TEXTO SELECIONADO:
* * * * * * * * *

Leões-marinhos continuam sendo alvejados por pescadores nos EUA
Apesar da proteção legal aos leões-marinhos, os pescadores recorrem à força letal para evitar que eles atrapalhem sua pesca.
Todas as manhãs, os cuidadores do Aquário de Shedd, em Chicago, nos EUA, agitam chocalhos e utilizam seus apitos para que Cruz, um leão-marinho de cerca de 102 kg, saiba que é hora do café da manhã. Ele é cego, então, seus cuidadores utilizam sons, toques e cheiros para orientá-lo em seu recinto.
A história de Cruz teve início em 2013, quando socorristas o encontraram encalhado em uma praia movimentada em Santa Cruz, Califórnia. A equipe de resgate informou que ele parecia exausto, abaixo do peso, e completamente indefeso. Mas foram seus olhos que os preocuparam – o esquerdo estava embaçado, e ele não tinha o direito.
O leão-marinho ferido foi levado às pressas para o Centro de Mamíferos Marinhos, em Sausalito, onde raios-X revelaram vários fragmentos de metal alojados em seu crânio. Ele havia levado pelo menos um tiro de espingarda na cabeça. Ele foi tratado até que recuperasse a saúde, mas como não podia mais se defender na natureza selvagem, o Aquário de Shedd o acolheu. Atualmente, de acordo com seus cuidadores, Cruz está se desenvolvendo.

* * * * * * * * *

Linhas do conjunto de dados de apontamento de objetos
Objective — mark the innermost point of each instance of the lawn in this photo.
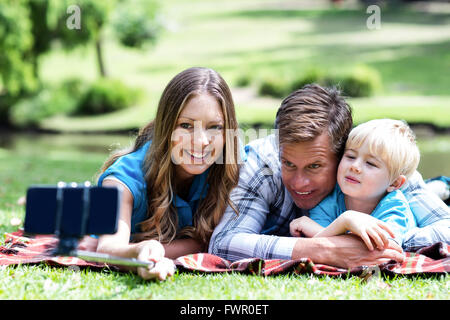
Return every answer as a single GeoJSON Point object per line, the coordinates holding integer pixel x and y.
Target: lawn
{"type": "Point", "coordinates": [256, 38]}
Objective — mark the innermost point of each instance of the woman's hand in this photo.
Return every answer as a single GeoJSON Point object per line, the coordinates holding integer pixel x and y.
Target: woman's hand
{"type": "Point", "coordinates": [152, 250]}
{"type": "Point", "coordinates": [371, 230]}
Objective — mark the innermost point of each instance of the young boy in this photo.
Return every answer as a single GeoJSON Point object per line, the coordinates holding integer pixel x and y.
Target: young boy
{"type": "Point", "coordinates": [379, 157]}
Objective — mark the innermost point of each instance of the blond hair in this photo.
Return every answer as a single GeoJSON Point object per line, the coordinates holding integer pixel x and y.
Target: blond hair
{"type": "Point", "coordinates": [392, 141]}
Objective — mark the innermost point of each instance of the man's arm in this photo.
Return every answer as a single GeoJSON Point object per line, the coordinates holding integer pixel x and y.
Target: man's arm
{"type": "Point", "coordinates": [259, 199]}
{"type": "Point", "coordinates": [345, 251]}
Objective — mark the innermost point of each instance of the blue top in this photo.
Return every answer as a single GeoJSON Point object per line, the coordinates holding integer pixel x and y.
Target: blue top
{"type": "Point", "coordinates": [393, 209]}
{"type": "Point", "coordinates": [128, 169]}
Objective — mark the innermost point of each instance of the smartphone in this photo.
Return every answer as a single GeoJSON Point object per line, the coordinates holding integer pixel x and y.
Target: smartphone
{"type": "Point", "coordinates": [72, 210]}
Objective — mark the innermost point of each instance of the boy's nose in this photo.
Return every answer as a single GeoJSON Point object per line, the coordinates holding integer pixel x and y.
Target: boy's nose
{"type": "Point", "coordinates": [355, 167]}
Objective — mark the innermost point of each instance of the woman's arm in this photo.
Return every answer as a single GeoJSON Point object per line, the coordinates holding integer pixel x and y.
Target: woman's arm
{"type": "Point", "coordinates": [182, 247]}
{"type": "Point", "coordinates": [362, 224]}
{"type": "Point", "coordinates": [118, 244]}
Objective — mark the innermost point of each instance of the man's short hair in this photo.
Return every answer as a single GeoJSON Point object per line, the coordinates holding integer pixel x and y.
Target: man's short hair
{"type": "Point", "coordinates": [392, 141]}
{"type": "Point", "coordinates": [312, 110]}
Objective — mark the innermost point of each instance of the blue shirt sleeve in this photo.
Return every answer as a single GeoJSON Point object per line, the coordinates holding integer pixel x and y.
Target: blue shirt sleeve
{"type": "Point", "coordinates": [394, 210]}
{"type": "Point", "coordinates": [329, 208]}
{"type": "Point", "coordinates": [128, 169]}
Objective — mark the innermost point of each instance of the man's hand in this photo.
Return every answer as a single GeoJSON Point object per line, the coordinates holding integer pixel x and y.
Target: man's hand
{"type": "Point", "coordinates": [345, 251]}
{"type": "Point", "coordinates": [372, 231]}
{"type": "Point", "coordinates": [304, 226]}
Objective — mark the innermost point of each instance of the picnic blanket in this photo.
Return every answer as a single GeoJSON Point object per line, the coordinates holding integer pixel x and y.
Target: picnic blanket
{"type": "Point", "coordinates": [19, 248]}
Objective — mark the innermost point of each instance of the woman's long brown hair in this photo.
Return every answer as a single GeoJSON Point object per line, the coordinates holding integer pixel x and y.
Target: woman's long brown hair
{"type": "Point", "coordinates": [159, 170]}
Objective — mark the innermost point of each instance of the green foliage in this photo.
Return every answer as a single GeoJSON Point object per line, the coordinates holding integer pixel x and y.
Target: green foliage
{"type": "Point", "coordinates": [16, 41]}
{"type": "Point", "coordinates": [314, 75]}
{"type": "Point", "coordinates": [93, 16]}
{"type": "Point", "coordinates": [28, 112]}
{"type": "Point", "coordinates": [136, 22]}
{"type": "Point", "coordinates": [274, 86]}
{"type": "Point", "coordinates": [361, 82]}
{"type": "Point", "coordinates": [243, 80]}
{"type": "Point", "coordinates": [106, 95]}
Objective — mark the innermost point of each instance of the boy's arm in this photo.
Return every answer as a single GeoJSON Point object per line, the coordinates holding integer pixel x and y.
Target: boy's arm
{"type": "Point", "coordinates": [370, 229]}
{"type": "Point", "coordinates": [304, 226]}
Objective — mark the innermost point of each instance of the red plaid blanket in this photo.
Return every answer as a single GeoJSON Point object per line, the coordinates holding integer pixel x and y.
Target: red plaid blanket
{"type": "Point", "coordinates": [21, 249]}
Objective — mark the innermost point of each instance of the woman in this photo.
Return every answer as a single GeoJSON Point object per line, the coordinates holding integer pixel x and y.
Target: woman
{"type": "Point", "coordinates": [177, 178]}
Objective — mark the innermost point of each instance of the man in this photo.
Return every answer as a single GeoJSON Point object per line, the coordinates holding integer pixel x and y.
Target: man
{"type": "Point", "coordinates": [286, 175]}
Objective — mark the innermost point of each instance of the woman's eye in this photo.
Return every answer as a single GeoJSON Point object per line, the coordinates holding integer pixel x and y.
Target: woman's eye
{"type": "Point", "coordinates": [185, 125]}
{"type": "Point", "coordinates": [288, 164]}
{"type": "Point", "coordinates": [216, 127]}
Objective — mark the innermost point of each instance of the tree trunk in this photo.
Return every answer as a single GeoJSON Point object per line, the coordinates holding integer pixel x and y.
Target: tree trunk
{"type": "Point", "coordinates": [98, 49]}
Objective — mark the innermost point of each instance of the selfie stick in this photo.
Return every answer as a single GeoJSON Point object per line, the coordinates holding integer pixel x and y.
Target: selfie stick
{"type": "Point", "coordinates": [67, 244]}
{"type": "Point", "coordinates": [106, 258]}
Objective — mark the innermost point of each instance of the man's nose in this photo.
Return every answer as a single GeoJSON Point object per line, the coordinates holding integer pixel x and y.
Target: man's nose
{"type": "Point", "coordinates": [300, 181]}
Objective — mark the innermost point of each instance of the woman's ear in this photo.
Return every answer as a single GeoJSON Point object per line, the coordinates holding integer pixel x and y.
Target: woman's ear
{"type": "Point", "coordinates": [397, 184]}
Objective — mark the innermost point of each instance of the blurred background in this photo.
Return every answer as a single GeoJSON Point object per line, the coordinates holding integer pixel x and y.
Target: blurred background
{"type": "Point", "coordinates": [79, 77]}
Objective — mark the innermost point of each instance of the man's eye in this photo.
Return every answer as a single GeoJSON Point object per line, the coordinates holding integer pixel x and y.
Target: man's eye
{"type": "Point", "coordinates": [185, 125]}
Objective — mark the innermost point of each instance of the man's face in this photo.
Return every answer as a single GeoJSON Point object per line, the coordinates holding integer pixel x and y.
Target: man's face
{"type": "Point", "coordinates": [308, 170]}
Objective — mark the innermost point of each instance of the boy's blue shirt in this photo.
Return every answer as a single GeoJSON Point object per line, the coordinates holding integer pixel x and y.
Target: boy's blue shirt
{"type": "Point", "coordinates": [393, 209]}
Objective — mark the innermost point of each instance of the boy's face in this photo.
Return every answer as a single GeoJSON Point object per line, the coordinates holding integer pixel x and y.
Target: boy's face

* * * * * * * * *

INSTRUÇÃO: Dê continuidade ao texto sobre os leões-marinhos alvejados por pescadores, começando após a última frase apresentada. As linhas constituem material independente do texto sobre os leões-marinhos.

RESPOSTA ESCRITA:
“Ele foi um dos que tiveram sorte”, conta Madelynn Hettiger, gerente do aquário de mamíferos marinhos. “Se ele não tivesse conseguido chegar até a orla, é possível que nós nunca tivéssemos tido conhecimento desse animal”.
Este ano, mais de uma dezena de mamíferos marinhos atingidos por balas, incluindo um golfinho-roaz fêmea prenha, morreu nas praias dos EUA. De acordo com a NOAA Fisheries, a agência encarregada de fazer cumprir as medidas de proteção para mamíferos marinhos, aproximadamente 700 leões-marinhos da Califórnia foram encontrados feridos à bala ou apunhalados entre 1998 e 2017. Apenas alguns infratores foram acusados, sendo que todos eram pescadores.
Os leões-marinhos, que o pescador Brand Little conhece por experiência, são animais muito inteligentes, peritos em furtar salmões, sardinhas e lulas de anzóis ou capturados em uma rede. A reportagem conversou com Little em maio, durante a temporada comercial do salmão, depois que ele havia conduzido seu barco para o porto de Santa Cruz para descarregar sua pesca – 37 salmões-reis, valendo aproximadamente 4,5 mil dólares. Foi uma pescaria bem-sucedida, de acordo com Little. “Eu só perdi um peixe”.
Aquele peixe não havia quebrado sua linha ou escapado do anzol – ele havia sido roubado por um leão-marinho da Califórnia. Onde quer que os pescadores vão, diz Little, os leões-marinhos os acompanham. “Você não consegue fugir deles. Nós saímos e viajamos por seis horas e eles acompanham. Seis horas! Três deles em cada lado”.
Quando perguntamos para outro pescador de Santa Cruz como ele faz para manter os leões-marinhos longe de sua pesca, ele disse sem rodeios: “Espingarda”. O pescador, que concordou em falar sob a condição de anonimato porque tem receio das repercussões legais, diz que perder um peixe para os leões-marinhos ameaça seu meio de subsistência.
“Eu fico no mar até que meu ombro fique machucado”, disse, fazendo alusão à contusão causada pelo coice de sua espingarda. “É a minha pesca. Eu tenho o direito de ir atrás da minha pesca”.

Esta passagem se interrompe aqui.